Find every line below that contains the string "carved" and copy each one, treating uppercase and lowercase as different.

>> start Material provided

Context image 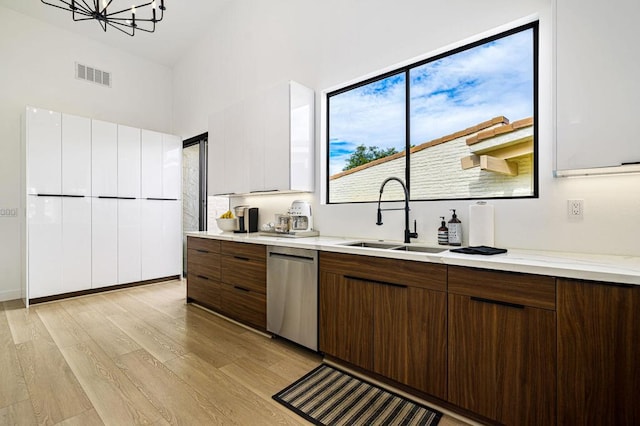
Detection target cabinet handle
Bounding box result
[471,297,524,309]
[344,275,407,288]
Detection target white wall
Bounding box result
[0,7,172,300]
[174,0,640,255]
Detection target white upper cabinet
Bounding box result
[555,0,640,175]
[141,130,162,198]
[118,124,141,198]
[91,120,118,197]
[162,134,182,200]
[141,130,182,200]
[62,114,91,196]
[208,82,315,195]
[26,107,62,194]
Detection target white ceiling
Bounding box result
[0,0,231,67]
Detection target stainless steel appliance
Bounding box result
[289,200,313,232]
[267,246,318,351]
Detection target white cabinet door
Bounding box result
[26,107,62,194]
[91,198,118,288]
[91,120,118,197]
[118,200,142,284]
[61,114,91,195]
[62,197,91,293]
[162,201,182,277]
[27,195,63,299]
[118,124,141,198]
[140,200,165,281]
[141,130,163,198]
[162,134,182,200]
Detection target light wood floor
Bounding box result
[0,281,470,426]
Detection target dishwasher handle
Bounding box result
[269,253,315,263]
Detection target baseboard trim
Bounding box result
[29,275,181,305]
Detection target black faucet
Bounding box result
[376,177,418,243]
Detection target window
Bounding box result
[327,22,538,203]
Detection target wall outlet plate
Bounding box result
[567,200,584,219]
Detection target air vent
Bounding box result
[76,62,111,87]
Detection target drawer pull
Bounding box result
[344,275,407,288]
[471,297,524,309]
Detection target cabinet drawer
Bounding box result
[320,252,447,291]
[187,273,220,310]
[222,256,267,294]
[187,249,220,280]
[220,284,267,330]
[448,266,556,310]
[187,237,220,253]
[220,241,267,262]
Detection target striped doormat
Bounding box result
[273,364,442,426]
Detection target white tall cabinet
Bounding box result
[208,81,315,195]
[23,107,182,303]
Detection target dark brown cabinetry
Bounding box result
[558,279,640,425]
[320,252,446,398]
[448,267,556,425]
[187,237,267,331]
[187,237,220,310]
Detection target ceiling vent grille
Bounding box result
[76,62,111,87]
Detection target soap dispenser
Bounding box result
[438,216,449,246]
[449,209,462,246]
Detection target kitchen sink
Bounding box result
[343,241,398,249]
[391,246,446,253]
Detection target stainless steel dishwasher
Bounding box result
[267,246,318,351]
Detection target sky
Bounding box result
[329,29,533,175]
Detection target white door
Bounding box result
[141,129,163,198]
[162,134,182,200]
[62,197,91,293]
[26,107,62,194]
[62,114,91,195]
[140,200,165,281]
[91,120,118,197]
[27,195,63,299]
[91,198,118,288]
[118,199,142,284]
[118,125,140,198]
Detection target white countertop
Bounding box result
[187,231,640,285]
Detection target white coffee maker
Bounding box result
[289,200,313,233]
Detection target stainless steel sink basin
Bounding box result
[343,241,398,249]
[391,246,446,253]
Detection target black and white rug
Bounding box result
[273,364,442,426]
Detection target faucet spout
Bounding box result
[376,176,418,243]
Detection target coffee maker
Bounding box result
[289,200,313,233]
[233,206,258,234]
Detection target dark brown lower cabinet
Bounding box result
[448,267,556,425]
[320,253,446,398]
[558,279,640,425]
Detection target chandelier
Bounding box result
[41,0,166,37]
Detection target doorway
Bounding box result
[182,133,208,276]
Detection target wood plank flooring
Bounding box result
[0,280,476,426]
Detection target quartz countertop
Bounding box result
[187,231,640,285]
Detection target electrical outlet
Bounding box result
[567,200,584,219]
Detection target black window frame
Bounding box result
[324,20,540,205]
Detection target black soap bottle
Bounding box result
[449,209,462,246]
[438,216,449,246]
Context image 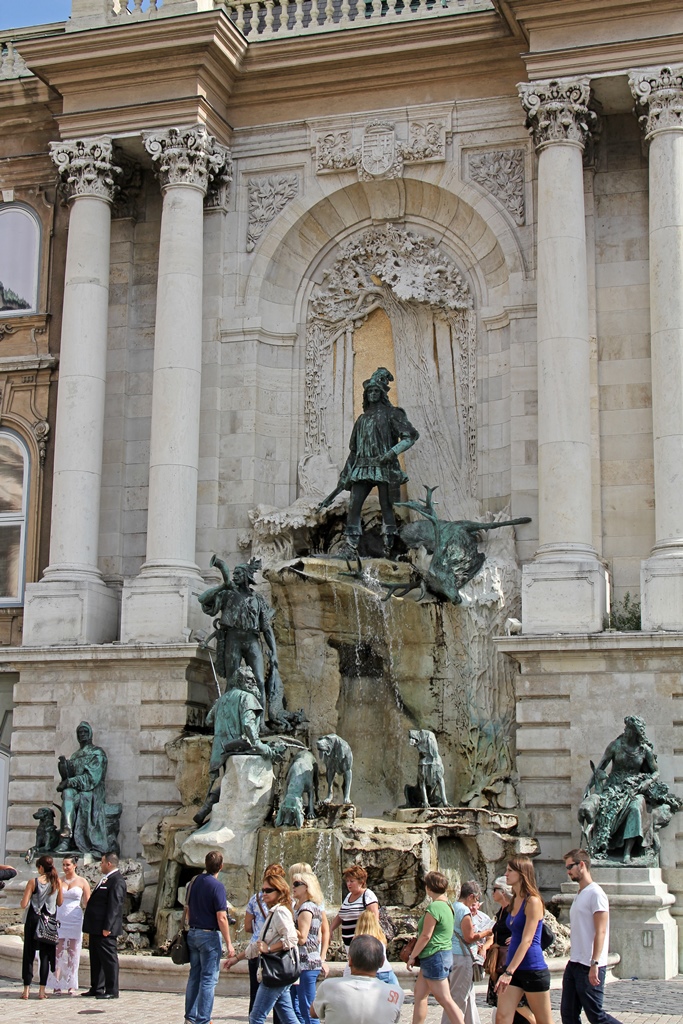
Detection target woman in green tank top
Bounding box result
[408,871,464,1024]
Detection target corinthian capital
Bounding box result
[629,65,683,138]
[50,136,121,203]
[517,78,597,150]
[142,125,230,196]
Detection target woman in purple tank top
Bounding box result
[496,857,554,1024]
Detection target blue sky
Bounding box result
[0,0,71,31]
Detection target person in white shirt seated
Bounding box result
[310,935,403,1024]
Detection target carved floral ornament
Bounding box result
[629,65,683,139]
[517,78,598,148]
[142,125,232,196]
[50,136,121,203]
[315,118,446,181]
[467,150,525,225]
[247,174,299,253]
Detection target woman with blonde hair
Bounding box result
[19,855,62,999]
[290,864,330,1024]
[496,857,553,1024]
[344,910,398,985]
[225,868,299,1024]
[408,871,465,1024]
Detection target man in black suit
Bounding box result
[82,853,126,999]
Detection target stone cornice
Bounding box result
[50,136,121,203]
[629,63,683,139]
[142,124,231,196]
[519,78,597,150]
[14,10,248,141]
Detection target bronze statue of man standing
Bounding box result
[319,367,420,558]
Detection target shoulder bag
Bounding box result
[36,908,59,946]
[168,876,197,967]
[259,911,301,988]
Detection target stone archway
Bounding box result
[304,224,476,518]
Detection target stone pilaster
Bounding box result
[24,137,118,646]
[121,125,229,642]
[629,65,683,631]
[519,78,605,633]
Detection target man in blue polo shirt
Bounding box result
[185,850,234,1024]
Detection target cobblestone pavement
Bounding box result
[0,975,683,1024]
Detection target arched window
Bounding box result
[0,430,29,605]
[0,203,40,316]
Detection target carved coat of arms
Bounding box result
[359,121,402,179]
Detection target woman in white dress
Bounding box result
[47,857,90,995]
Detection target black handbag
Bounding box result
[36,910,59,946]
[169,928,189,965]
[541,921,555,949]
[259,946,301,988]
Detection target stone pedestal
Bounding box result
[519,78,605,634]
[24,137,119,646]
[553,864,678,981]
[629,65,683,631]
[182,754,274,905]
[522,555,606,634]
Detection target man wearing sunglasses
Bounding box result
[560,850,620,1024]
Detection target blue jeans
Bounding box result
[560,961,620,1024]
[249,985,299,1024]
[290,970,321,1024]
[185,928,222,1024]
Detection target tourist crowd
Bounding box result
[6,849,618,1024]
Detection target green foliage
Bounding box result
[604,591,642,633]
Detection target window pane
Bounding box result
[0,526,22,598]
[0,209,40,313]
[0,434,24,512]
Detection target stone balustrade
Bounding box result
[225,0,494,39]
[90,0,494,39]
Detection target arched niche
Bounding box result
[0,203,41,316]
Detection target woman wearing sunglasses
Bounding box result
[225,871,299,1024]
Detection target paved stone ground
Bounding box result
[0,975,683,1024]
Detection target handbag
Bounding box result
[259,946,301,988]
[541,921,555,949]
[36,910,59,946]
[258,911,301,988]
[398,935,420,967]
[169,928,189,965]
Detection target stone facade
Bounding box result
[0,0,683,966]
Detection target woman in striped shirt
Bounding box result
[330,864,380,950]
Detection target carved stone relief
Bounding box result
[467,150,524,224]
[304,224,476,518]
[629,65,683,139]
[315,118,446,181]
[247,174,299,253]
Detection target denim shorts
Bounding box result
[420,949,453,981]
[510,968,550,992]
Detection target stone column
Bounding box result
[519,78,605,633]
[24,138,118,646]
[121,125,229,643]
[629,65,683,631]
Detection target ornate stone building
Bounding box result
[0,0,683,958]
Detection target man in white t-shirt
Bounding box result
[310,935,403,1024]
[560,850,620,1024]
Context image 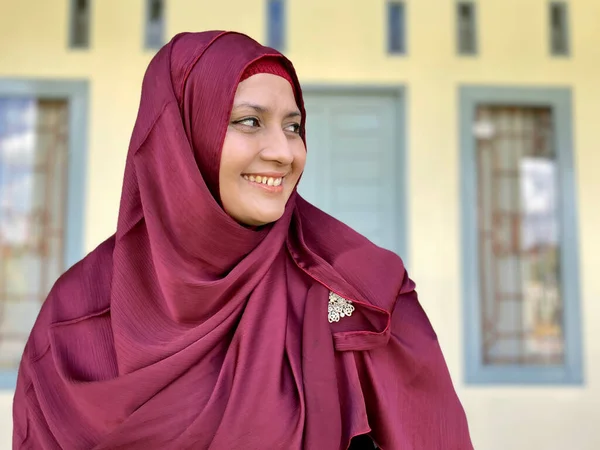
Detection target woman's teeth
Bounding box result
[243,175,283,186]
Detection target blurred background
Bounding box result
[0,0,600,450]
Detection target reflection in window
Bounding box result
[550,2,569,56]
[146,0,165,48]
[456,1,477,55]
[267,0,285,51]
[477,106,568,365]
[0,98,68,370]
[388,1,406,54]
[70,0,90,48]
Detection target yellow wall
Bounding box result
[0,0,600,450]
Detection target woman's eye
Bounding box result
[236,117,259,127]
[285,123,300,134]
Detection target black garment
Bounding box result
[348,434,377,450]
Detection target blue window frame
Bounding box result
[459,86,583,385]
[267,0,286,52]
[387,1,406,55]
[0,78,88,389]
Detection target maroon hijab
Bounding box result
[13,32,472,450]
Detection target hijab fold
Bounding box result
[13,31,472,450]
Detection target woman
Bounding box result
[14,32,472,450]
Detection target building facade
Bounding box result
[0,0,600,450]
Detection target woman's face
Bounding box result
[219,73,306,226]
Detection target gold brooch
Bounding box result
[327,292,354,323]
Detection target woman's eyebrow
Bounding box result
[233,102,302,119]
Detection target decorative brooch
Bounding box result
[327,292,354,323]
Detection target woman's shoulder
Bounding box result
[26,237,114,359]
[298,199,408,309]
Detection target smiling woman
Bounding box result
[219,65,306,226]
[13,31,472,450]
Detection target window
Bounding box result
[146,0,165,49]
[0,80,87,388]
[462,88,581,383]
[267,0,285,51]
[69,0,90,48]
[388,1,406,54]
[456,1,477,55]
[549,2,569,56]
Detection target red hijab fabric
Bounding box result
[13,31,472,450]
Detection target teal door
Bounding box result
[299,90,404,253]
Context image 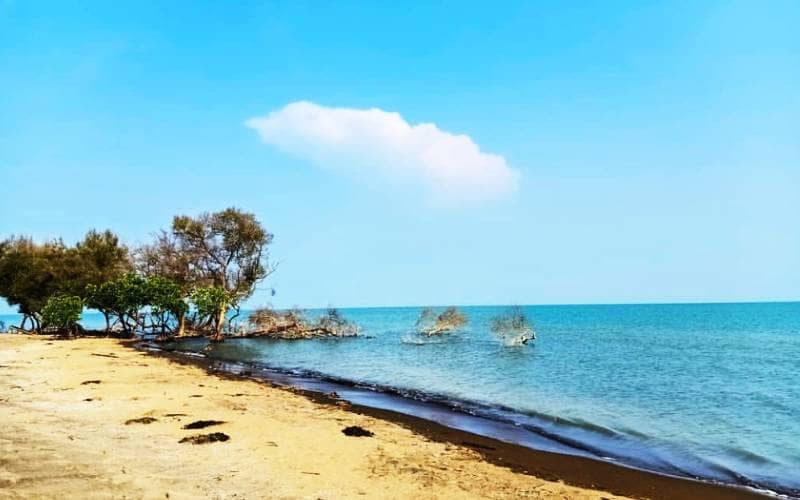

>> end Material provided

## Task result
Detection target carved floral ornament
Detection target carved coat of arms
Detection target carved stone relief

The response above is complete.